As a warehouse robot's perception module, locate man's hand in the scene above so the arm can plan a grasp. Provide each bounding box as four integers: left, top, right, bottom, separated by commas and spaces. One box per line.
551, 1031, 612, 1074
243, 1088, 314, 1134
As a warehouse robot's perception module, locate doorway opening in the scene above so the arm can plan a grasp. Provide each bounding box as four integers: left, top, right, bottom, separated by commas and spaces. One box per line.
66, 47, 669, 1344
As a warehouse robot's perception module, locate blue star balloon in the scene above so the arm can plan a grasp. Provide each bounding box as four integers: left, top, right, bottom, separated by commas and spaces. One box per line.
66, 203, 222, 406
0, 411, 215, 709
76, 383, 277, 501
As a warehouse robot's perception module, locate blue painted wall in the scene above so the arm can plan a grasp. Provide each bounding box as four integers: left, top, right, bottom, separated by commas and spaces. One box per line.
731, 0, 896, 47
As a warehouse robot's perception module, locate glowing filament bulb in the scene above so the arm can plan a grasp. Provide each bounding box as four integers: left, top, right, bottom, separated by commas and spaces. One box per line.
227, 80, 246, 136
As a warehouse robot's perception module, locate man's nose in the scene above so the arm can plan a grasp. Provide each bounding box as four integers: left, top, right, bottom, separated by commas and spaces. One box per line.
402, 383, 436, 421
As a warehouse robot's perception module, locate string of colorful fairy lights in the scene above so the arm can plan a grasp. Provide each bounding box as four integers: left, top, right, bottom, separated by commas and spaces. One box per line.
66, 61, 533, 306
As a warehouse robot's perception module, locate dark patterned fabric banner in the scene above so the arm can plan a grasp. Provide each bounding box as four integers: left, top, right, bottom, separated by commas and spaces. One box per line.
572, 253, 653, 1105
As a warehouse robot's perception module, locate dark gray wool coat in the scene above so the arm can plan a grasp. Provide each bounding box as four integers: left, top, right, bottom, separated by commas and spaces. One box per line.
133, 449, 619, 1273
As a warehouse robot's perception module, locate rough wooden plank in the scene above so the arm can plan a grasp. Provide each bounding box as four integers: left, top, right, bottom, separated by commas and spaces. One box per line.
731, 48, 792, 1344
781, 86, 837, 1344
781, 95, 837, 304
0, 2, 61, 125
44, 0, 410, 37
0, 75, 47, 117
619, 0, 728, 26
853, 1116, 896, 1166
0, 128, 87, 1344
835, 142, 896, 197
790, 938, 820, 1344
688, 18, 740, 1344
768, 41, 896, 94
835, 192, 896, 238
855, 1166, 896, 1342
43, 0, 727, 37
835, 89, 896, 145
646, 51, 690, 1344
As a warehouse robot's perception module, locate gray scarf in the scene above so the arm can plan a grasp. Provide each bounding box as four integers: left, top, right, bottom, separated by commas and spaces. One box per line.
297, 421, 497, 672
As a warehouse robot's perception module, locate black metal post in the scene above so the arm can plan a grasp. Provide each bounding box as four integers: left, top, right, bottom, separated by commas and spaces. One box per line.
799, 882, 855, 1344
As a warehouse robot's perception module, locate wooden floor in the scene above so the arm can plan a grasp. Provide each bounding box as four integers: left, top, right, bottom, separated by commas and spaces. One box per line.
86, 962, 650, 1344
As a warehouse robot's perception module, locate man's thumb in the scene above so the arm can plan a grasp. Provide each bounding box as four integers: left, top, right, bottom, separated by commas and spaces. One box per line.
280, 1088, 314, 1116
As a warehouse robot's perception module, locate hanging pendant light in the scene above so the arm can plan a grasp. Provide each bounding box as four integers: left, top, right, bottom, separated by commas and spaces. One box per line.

◆ Required task
Copy out the data again word for word, from the line containing "As a warehouse robot's perception module, locate gray" through the line containing "297, 421, 497, 672", both of those lines included.

◆ Final answer
As a warehouse robot's perception module, locate gray scarf in the scene above so the arm can plan a grasp. Provide each bounding box as four integers: left, top, right, bottom, separated by commas and spaces. One box per line.
297, 421, 497, 672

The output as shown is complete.